(Aim of the task): Reproduce every line of the entries below, requests included. Multiply each x and y coordinate in the answers by 1.3 and round to the nearest whole number, with halves rounded up, leaving the requests and their sample coordinates unchanged.

Entries of labeled points
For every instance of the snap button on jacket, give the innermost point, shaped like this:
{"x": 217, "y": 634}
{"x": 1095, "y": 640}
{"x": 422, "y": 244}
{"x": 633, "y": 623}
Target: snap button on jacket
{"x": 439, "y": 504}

(Worked solution):
For every instance of the snap button on jacket, give the innermost point, shaped like this:
{"x": 217, "y": 634}
{"x": 1095, "y": 640}
{"x": 422, "y": 244}
{"x": 633, "y": 623}
Target: snap button on jacket
{"x": 571, "y": 655}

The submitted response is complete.